- [Задание 1] Верните без изменений отрывок из текста о газете, начиная со слов «Не коллектив реально» и заканчивая словами «двадцать счастливых лет.» включительно.
+ + + + +
Не коллектив реально был в подчинении у руководства, а руководство — у коллектива. Но — еще один феномен советской реальности! — успех газеты у читателей неизбежно менял и психологию самого руководства. Ведь лавры доставались и нашим начальникам! Точнее — им прежде всего! И они становилось тоже членами единого коллектива, радостно переживавшими общий успех. Именно общий — без этого никакого феномена не было бы вообще. Так складывалась уникальная творческая атмосфера единственной, ни на что не похожей в то время газеты — атмосфера, в которой я прожил двадцать счастливых лет.
Тираж ее повышался из года в год. Когда Чаковский пришел в «ЛГ», он едва доходил до сорока тысяч. Став еженедельной, газета сразу же его увеличила в пять раз. Он и дальше стремительно рос, но удовлетворить полностью читательские потребности было все равно невозможно. Подписка на «Литгазету» стала лучшим подарком, особенно далеко от Москвы. Чаковский оставил свой пост, доведя тираж до шести с половиной миллионов. При этом, по подсчетам социологов (такое исследование было специально заказано редакцией), номер газеты читало в среднем от шести до десяти человек. Иногда — до двенадцати… Далеко не каждая передача центрального телевидения даже в наши дни собирает такую гигантскую аудиторию.
+ + + + +
- [Задание 2] Соберите все строки записей, в которых встречается слово «headless».

(Несколько записей)
+ + + + +
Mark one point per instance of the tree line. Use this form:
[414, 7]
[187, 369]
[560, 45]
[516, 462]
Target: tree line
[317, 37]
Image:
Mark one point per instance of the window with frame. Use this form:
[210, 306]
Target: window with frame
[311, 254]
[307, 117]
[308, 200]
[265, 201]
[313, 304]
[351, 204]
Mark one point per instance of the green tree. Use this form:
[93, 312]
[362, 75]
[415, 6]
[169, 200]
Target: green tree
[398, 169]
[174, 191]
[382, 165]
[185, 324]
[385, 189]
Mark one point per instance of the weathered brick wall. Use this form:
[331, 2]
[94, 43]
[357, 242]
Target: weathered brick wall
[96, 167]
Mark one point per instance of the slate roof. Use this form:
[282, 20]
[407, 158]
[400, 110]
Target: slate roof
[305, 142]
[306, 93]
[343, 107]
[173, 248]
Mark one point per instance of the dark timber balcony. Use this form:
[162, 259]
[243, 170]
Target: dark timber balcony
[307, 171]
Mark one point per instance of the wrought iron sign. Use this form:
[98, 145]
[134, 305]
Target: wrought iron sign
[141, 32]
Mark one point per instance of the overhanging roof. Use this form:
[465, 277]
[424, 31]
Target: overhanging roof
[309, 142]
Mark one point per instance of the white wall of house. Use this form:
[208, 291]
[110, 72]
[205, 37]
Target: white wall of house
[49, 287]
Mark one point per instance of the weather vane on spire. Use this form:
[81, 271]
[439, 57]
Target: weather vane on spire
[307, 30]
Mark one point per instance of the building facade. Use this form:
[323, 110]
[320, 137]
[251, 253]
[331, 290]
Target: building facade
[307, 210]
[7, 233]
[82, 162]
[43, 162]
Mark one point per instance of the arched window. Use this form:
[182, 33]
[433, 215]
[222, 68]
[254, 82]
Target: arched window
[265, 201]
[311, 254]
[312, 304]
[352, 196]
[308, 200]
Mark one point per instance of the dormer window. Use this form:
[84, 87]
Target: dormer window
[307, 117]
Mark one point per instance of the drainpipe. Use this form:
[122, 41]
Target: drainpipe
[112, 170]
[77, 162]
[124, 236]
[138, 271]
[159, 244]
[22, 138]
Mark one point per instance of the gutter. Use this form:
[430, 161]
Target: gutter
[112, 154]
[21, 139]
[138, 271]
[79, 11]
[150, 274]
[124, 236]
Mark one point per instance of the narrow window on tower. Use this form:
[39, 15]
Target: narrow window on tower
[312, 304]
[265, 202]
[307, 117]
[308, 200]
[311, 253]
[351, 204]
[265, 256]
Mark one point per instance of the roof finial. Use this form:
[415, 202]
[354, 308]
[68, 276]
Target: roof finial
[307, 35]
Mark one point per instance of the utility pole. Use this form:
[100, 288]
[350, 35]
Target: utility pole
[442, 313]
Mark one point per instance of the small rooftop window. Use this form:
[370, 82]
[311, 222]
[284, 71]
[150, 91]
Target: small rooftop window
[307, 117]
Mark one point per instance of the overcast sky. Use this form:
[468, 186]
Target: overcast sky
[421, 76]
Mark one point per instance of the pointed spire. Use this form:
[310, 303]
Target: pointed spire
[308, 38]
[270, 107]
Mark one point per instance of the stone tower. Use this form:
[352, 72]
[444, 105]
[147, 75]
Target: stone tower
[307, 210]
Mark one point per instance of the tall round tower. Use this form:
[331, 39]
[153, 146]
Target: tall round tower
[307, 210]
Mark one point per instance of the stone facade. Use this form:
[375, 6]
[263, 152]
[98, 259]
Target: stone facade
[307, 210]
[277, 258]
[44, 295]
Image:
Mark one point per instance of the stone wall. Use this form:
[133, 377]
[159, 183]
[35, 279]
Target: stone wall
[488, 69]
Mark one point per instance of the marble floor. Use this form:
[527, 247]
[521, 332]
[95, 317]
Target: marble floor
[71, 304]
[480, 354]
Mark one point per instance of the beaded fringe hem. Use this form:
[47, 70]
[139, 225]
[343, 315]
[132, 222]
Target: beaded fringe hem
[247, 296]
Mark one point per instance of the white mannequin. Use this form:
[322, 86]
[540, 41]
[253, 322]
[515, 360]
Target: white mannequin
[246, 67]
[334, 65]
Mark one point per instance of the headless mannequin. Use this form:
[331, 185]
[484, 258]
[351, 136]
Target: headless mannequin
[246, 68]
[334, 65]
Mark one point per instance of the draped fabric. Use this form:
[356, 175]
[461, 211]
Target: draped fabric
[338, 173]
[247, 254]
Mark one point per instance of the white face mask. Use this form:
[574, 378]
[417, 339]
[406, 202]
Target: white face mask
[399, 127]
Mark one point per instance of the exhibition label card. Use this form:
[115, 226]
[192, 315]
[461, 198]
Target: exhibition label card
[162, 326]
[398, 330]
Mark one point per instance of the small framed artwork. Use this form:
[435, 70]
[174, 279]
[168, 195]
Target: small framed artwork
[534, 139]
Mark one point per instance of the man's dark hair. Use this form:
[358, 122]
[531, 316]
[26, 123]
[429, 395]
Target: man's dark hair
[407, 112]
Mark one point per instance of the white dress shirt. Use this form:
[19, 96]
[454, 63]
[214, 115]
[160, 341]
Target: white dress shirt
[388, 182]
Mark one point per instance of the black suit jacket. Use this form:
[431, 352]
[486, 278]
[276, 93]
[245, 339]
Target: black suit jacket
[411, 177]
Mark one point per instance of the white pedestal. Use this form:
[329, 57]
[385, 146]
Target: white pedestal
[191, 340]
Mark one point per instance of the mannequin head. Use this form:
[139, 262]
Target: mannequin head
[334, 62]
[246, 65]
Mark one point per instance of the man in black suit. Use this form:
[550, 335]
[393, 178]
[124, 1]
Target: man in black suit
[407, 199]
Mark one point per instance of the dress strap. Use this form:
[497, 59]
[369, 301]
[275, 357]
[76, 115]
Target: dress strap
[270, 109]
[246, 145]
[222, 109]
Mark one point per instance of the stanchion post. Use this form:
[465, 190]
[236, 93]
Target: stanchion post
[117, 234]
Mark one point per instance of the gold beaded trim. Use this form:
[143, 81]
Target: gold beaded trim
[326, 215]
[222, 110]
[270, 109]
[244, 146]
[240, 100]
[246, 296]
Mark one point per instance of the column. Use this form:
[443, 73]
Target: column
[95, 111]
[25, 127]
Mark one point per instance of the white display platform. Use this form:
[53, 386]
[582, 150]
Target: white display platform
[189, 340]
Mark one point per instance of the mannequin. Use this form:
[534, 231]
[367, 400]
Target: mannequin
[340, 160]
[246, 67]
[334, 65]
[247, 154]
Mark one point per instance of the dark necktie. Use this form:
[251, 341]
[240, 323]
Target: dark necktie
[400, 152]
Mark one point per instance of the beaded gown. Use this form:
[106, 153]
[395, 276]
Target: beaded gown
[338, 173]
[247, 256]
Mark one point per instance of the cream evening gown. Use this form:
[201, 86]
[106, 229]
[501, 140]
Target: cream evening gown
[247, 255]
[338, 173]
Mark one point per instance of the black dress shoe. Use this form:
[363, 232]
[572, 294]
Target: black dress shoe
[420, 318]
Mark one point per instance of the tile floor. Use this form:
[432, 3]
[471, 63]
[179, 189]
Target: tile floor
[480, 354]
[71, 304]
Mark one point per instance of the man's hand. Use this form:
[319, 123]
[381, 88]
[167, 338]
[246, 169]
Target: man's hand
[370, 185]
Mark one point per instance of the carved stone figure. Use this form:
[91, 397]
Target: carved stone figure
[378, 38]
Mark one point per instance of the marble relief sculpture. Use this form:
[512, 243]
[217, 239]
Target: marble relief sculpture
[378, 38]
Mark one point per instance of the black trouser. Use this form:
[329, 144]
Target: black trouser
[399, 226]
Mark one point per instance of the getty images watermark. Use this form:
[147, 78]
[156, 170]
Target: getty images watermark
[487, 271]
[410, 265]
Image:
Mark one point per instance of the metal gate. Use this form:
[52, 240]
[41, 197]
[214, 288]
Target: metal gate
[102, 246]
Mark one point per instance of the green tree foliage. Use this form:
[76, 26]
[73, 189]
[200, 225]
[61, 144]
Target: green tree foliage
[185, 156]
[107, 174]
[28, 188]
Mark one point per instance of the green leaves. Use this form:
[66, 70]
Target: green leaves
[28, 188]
+ + + + +
- [Итоговый результат 1]
Не коллектив реально был в подчинении у руководства, а руководство — у коллектива. Но — еще один феномен советской реальности! — успех газеты у читателей неизбежно менял и психологию самого руководства. Ведь лавры доставались и нашим начальникам! Точнее — им прежде всего! И они становилось тоже членами единого коллектива, радостно переживавшими общий успех. Именно общий — без этого никакого феномена не было бы вообще. Так складывалась уникальная творческая атмосфера единственной, ни на что не похожей в то время газеты — атмосфера, в которой я прожил двадцать счастливых лет.

- [Итоговый результат 2]
Mark one point per instance of the headless mannequin. Use this form:
Target: headless mannequin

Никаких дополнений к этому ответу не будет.